### SHORT TASK
Copy out each line of the rows below that contains the string "straightforward". Letter case matters, so only lines with that same capitalization count.

### STORED RECORDS
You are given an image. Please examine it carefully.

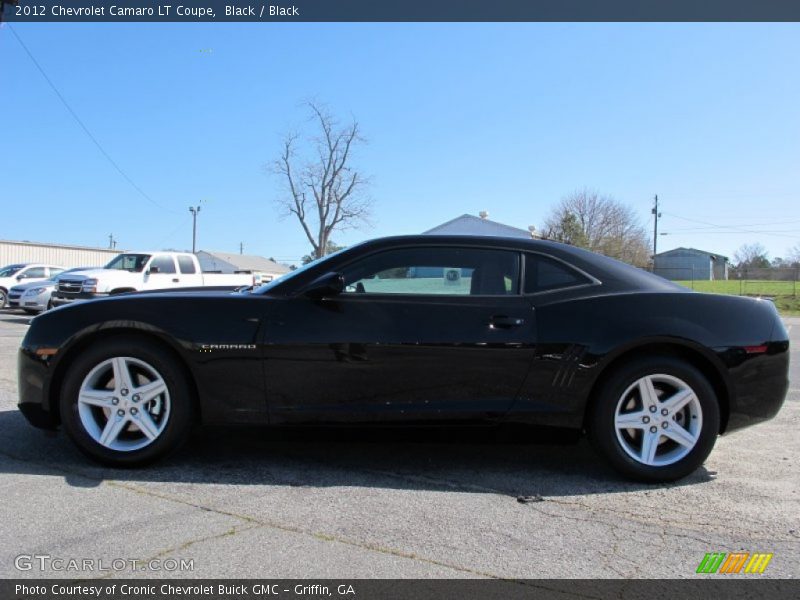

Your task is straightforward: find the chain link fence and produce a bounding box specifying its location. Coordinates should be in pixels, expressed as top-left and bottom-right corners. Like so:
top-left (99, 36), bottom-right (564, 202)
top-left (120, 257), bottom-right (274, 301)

top-left (650, 267), bottom-right (800, 298)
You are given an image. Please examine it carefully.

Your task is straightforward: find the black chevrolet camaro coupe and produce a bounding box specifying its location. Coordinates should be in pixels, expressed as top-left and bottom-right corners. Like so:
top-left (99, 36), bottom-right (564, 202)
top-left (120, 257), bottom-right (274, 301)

top-left (19, 236), bottom-right (789, 481)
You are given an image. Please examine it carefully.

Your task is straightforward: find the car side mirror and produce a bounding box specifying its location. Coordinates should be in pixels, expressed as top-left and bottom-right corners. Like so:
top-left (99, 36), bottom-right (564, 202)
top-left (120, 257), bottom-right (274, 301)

### RESULT FOR THIS TASK
Your task is straightforward: find the chain link fence and produce a bounding box specifying its location. Coordinates should be in pixels, expressed as top-left and bottom-right corners. Like so:
Your task is straightforward: find the black chevrolet camaro coupe and produce a bounding box specifying its location. Coordinates should be in pixels, expressed as top-left and bottom-right corners. Like so:
Your task is straightforward: find the car side mirror and produce a bounding box specifying its location. Coordinates should be in pixels, expressed as top-left and bottom-right corners. Like so:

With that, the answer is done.